(Data provided Opens)
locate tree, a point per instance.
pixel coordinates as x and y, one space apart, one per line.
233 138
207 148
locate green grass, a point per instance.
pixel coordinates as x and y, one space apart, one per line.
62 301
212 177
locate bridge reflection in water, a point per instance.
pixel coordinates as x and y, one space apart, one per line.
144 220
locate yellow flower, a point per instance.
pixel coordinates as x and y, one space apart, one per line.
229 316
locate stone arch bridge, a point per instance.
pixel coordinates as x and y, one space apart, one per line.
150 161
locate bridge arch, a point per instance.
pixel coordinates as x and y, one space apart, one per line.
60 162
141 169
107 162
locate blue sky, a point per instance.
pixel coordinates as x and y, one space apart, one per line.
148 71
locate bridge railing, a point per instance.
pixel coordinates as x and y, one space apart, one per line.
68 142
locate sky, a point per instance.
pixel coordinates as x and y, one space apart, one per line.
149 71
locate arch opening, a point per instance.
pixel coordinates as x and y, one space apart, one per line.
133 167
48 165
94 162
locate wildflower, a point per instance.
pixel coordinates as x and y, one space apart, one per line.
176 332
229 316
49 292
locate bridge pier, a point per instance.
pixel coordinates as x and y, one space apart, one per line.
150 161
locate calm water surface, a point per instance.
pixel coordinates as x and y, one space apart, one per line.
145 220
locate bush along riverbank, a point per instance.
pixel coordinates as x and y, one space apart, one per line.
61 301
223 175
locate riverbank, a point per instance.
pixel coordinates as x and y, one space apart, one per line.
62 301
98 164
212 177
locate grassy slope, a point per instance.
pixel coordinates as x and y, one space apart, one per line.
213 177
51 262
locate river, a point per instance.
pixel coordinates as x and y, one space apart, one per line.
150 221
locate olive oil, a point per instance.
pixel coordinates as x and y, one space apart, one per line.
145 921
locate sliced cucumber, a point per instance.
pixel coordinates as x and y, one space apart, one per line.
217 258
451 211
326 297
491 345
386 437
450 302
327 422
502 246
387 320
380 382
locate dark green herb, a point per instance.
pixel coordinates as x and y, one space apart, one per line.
(Data provided Closes)
Generate an exact reproduction of all entries.

locate tree, a point per instance.
pixel coordinates as x and y, one space apart, one per line.
233 138
207 148
locate green grass, a point per instance.
pixel coordinates as x and y, one space apart, one per line.
62 301
212 177
locate bridge reflection in water, a point per instance.
pixel coordinates as x and y, one space apart, one per line.
144 220
locate yellow flower, a point per instance.
pixel coordinates as x and y, one space apart, one per line.
229 316
locate stone arch bridge, a point per instance.
pixel coordinates as x and y, one space apart, one per line.
150 161
locate bridge arch, a point per instance.
pixel coordinates as x and y, one space apart, one per line.
60 162
141 169
107 162
locate blue sky, a point per instance.
pixel coordinates as x and y, one space apart, one per line.
148 71
locate bridge railing, a point per instance.
pixel coordinates as x and y, one space apart, one per line.
68 142
locate sky, a point per instance.
pixel coordinates as x and y, one space apart, one per line.
149 71
locate arch opening, a point per instance.
pixel coordinates as x and y, one space apart, one per line.
133 167
48 165
94 162
locate wildflower, a point per instance.
pixel coordinates as x and y, one space apart, one per line.
176 332
229 316
49 292
locate bridge pier, a point per instance.
pixel coordinates as x and y, one space apart, one per line.
150 161
locate calm water surface, a point per instance.
pixel coordinates as x and y, one space apart, one per line.
145 220
locate bush along riverbank, a point per instance.
pixel coordinates as x and y, one space apart, one per line.
61 301
223 175
locate riverbank, a point per instance.
pixel coordinates as x and y, one space apart, one per line.
62 301
98 164
212 177
locate grassy slope, a point per instance.
pixel coordinates as x and y, one space apart, one per line.
213 177
51 262
locate river, a point per instance.
pixel coordinates as x and y, one space apart, one per line.
150 221
locate olive oil, a point per instance.
pixel coordinates as x and y, one space apart, one per line.
145 921
locate sliced cucumber, a point per instance.
pixel coordinates as x and y, one space apart, one per line.
217 258
451 211
326 297
491 345
386 437
450 302
327 422
502 246
387 320
380 382
locate dark green herb, a point per instance.
pixel coordinates as x and y, one space apart, one per line.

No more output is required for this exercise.